-- begin DATA TO USE --

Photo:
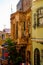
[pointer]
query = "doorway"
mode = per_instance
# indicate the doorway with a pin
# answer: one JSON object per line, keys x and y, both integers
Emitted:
{"x": 36, "y": 57}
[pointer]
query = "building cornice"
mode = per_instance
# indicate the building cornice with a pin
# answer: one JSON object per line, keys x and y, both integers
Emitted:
{"x": 37, "y": 39}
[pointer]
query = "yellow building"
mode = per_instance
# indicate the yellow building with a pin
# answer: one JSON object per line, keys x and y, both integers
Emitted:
{"x": 21, "y": 32}
{"x": 3, "y": 36}
{"x": 27, "y": 32}
{"x": 37, "y": 32}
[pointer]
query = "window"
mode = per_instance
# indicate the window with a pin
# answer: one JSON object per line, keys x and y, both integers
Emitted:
{"x": 3, "y": 36}
{"x": 40, "y": 17}
{"x": 16, "y": 30}
{"x": 35, "y": 21}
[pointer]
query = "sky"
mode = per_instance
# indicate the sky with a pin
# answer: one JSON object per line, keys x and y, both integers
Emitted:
{"x": 5, "y": 12}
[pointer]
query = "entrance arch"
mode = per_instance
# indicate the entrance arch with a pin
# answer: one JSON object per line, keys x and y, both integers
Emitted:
{"x": 36, "y": 57}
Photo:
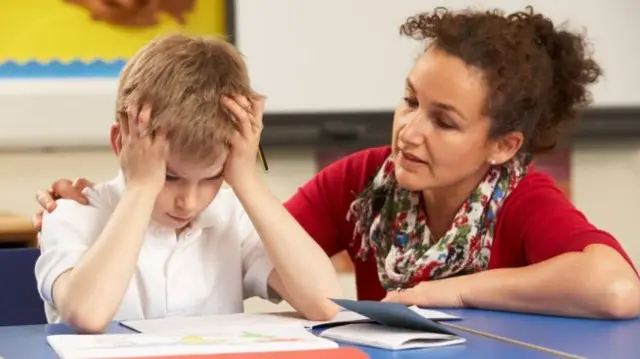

-- end DATA TO USE --

■ WHAT YOU ARE ASKED TO DO
Present every line of the entries above as a Markdown table with the columns "Row" and "Line", numbering the rows and omitting blank lines. Leave the pictures out of the answer.

■ FINAL ANSWER
| Row | Line |
|---|---|
| 1 | Photo: |
| 2 | [pointer] |
| 3 | query = "doorway" |
| 4 | mode = per_instance |
| 5 | # indicate the doorway with a pin |
| 6 | # answer: one JSON object per line, keys x and y, both integers |
| 7 | Emitted: |
| 8 | {"x": 36, "y": 57} |
| 9 | [pointer] |
| 10 | query = "building cornice" |
| 11 | mode = per_instance |
| 12 | # indicate the building cornice with a pin |
| 13 | # answer: one JSON object per line, keys x and y, both integers |
| 14 | Emitted: |
| 15 | {"x": 37, "y": 39} |
| 16 | [pointer] |
| 17 | query = "yellow building" |
| 18 | mode = per_instance |
| 19 | # indicate the yellow building with a pin |
| 20 | # answer: one JSON object per line, keys x and y, both integers |
| 21 | Emitted: |
| 22 | {"x": 21, "y": 32} |
| 23 | {"x": 3, "y": 36} |
| 24 | {"x": 27, "y": 32} |
| 25 | {"x": 37, "y": 32} |
| 26 | [pointer] |
| 27 | query = "window" |
| 28 | mode = per_instance |
| 29 | # indicate the window with a pin |
| 30 | # answer: one JSON object per line, keys x and y, both integers |
| 31 | Emitted: |
| 32 | {"x": 3, "y": 36} |
| 33 | {"x": 40, "y": 17} |
| 34 | {"x": 16, "y": 30} |
| 35 | {"x": 35, "y": 21} |
| 36 | [pointer] |
| 37 | query = "sky" |
| 38 | mode = per_instance |
| 39 | # indicate the sky with a pin |
| 40 | # answer: one JSON object per line, keys x and y, both integers |
| 41 | Emitted: |
| 42 | {"x": 5, "y": 12} |
| 43 | [pointer] |
| 44 | query = "entrance arch" |
| 45 | mode = per_instance |
| 46 | # indicate the entrance arch with a pin |
| 47 | # answer: one JSON object per line, keys x and y, both integers |
| 48 | Emitted: |
| 49 | {"x": 36, "y": 57} |
| 50 | Photo: |